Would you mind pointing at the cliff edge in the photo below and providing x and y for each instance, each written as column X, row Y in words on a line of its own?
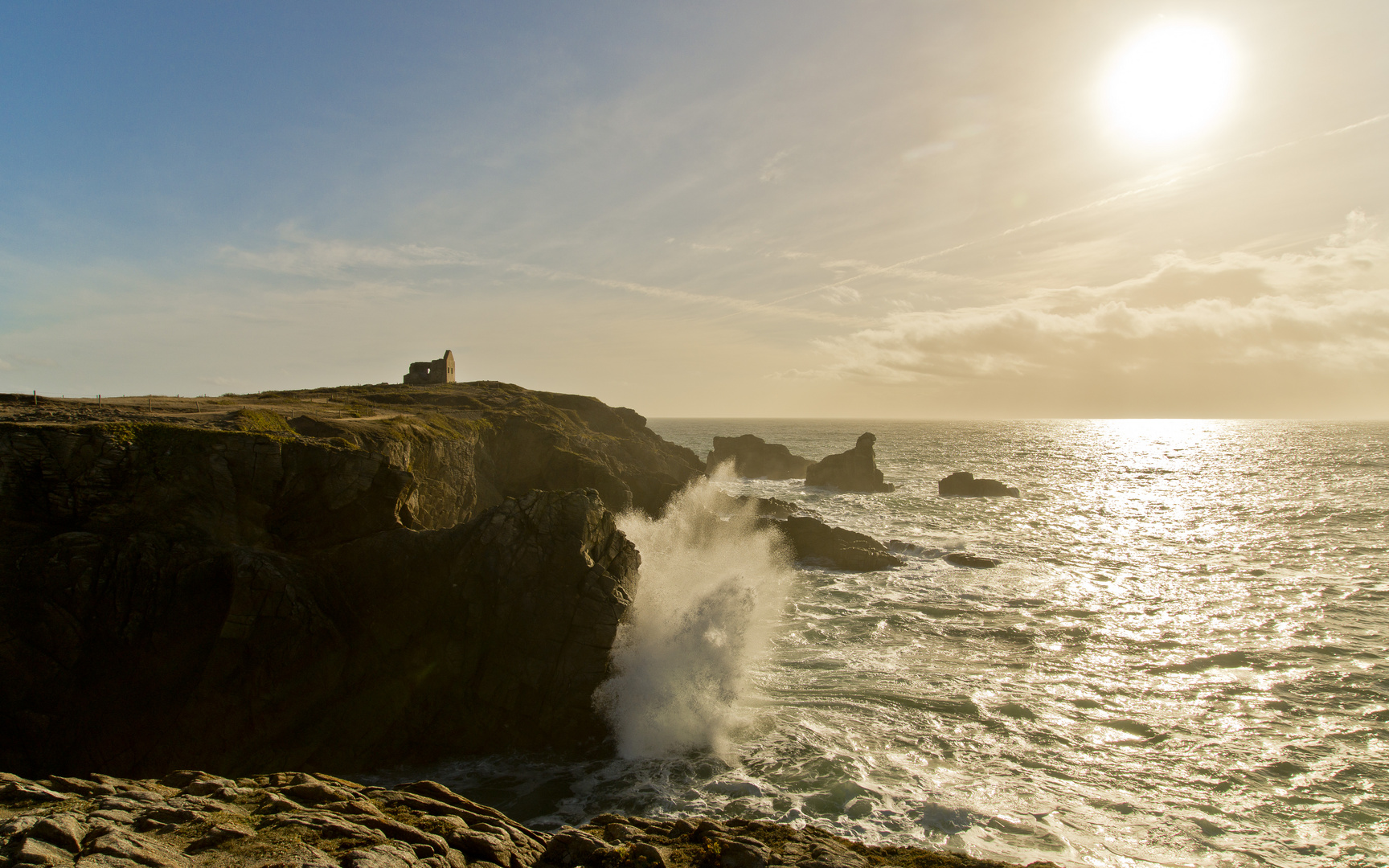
column 313, row 581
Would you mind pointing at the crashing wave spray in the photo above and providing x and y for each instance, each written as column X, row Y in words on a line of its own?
column 709, row 593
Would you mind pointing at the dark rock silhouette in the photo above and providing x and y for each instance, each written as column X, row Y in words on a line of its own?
column 965, row 485
column 961, row 559
column 814, row 541
column 756, row 459
column 196, row 820
column 850, row 471
column 244, row 592
column 154, row 650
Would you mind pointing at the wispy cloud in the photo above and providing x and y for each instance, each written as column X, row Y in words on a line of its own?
column 1324, row 311
column 339, row 260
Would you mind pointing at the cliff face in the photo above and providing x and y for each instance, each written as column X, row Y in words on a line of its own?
column 343, row 593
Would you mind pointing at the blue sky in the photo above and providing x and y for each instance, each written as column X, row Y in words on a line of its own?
column 770, row 209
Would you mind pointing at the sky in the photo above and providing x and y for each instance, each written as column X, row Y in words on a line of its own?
column 856, row 209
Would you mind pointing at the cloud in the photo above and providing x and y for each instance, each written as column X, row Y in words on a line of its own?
column 774, row 170
column 842, row 295
column 1188, row 324
column 314, row 257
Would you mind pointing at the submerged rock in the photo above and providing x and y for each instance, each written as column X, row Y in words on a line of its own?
column 850, row 471
column 756, row 459
column 963, row 559
column 195, row 820
column 814, row 541
column 809, row 538
column 963, row 484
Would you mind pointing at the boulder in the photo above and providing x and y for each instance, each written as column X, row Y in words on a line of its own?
column 965, row 485
column 852, row 471
column 974, row 561
column 814, row 541
column 756, row 459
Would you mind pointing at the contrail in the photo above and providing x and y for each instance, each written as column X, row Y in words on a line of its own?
column 1089, row 206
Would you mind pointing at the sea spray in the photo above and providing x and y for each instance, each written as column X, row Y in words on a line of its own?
column 709, row 593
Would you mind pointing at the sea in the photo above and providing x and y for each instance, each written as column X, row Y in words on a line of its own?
column 1179, row 660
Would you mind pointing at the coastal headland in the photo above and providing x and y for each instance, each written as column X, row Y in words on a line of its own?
column 330, row 581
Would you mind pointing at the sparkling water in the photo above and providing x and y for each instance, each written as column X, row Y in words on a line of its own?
column 1179, row 661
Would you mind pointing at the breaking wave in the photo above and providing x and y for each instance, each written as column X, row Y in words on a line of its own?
column 707, row 596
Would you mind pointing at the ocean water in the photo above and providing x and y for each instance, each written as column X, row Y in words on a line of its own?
column 1179, row 661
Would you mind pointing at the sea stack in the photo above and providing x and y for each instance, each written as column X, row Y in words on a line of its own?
column 852, row 471
column 756, row 459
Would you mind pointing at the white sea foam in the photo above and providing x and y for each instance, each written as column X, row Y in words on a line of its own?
column 709, row 593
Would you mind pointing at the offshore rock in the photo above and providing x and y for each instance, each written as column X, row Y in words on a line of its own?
column 974, row 561
column 817, row 542
column 850, row 471
column 963, row 484
column 756, row 459
column 139, row 652
column 195, row 820
column 810, row 539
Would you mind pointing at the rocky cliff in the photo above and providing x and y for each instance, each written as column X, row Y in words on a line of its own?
column 313, row 582
column 194, row 820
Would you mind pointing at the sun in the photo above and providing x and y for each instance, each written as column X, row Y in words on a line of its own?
column 1170, row 84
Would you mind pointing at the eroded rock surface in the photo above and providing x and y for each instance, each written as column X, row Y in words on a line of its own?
column 154, row 650
column 850, row 471
column 195, row 820
column 330, row 578
column 756, row 459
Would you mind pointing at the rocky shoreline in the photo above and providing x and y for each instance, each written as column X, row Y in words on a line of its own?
column 195, row 820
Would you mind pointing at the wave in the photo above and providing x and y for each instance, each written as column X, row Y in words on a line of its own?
column 707, row 596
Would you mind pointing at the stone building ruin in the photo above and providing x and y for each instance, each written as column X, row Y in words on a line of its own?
column 436, row 371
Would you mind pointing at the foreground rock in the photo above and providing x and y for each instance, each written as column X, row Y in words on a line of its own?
column 965, row 485
column 974, row 561
column 756, row 459
column 339, row 578
column 194, row 820
column 852, row 471
column 339, row 461
column 137, row 649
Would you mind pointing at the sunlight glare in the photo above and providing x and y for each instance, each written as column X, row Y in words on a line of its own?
column 1170, row 84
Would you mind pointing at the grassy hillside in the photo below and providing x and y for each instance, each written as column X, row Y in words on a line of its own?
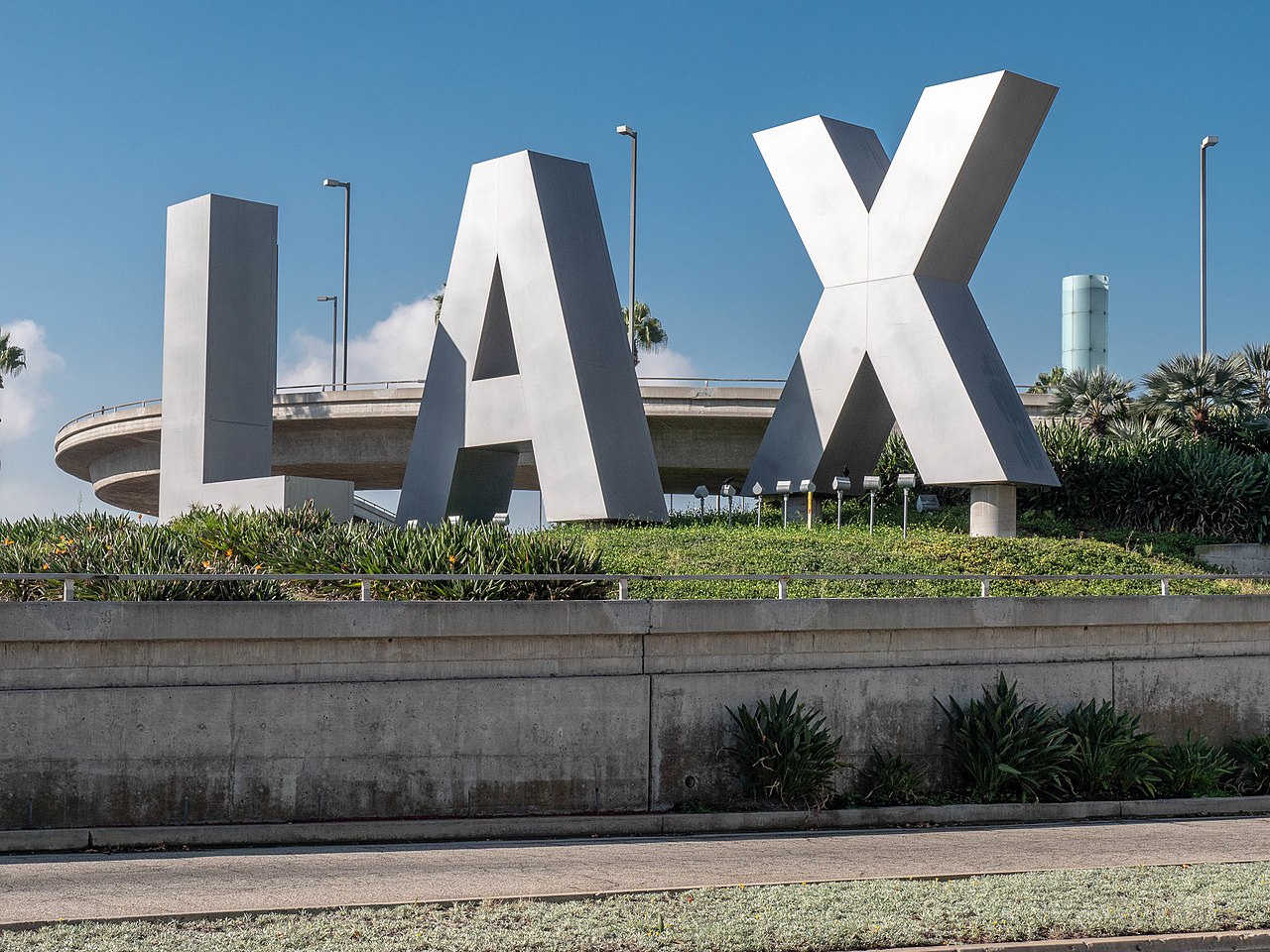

..........

◆ **The problem**:
Without including any pictures, set down word for word every line from the one containing "Would you mind pointing at the sunlight" through the last line of the material.

◆ **Expected output**:
Would you mind pointing at the sunlight glare in the photo above and providing x and y for each instance, each written as column X, row Y in words on a line of its own?
column 1170, row 84
Would you mind pointing at the grassy hillside in the photo below and providing x and y for each instance, each written as column X, row Y in words on a line of its own?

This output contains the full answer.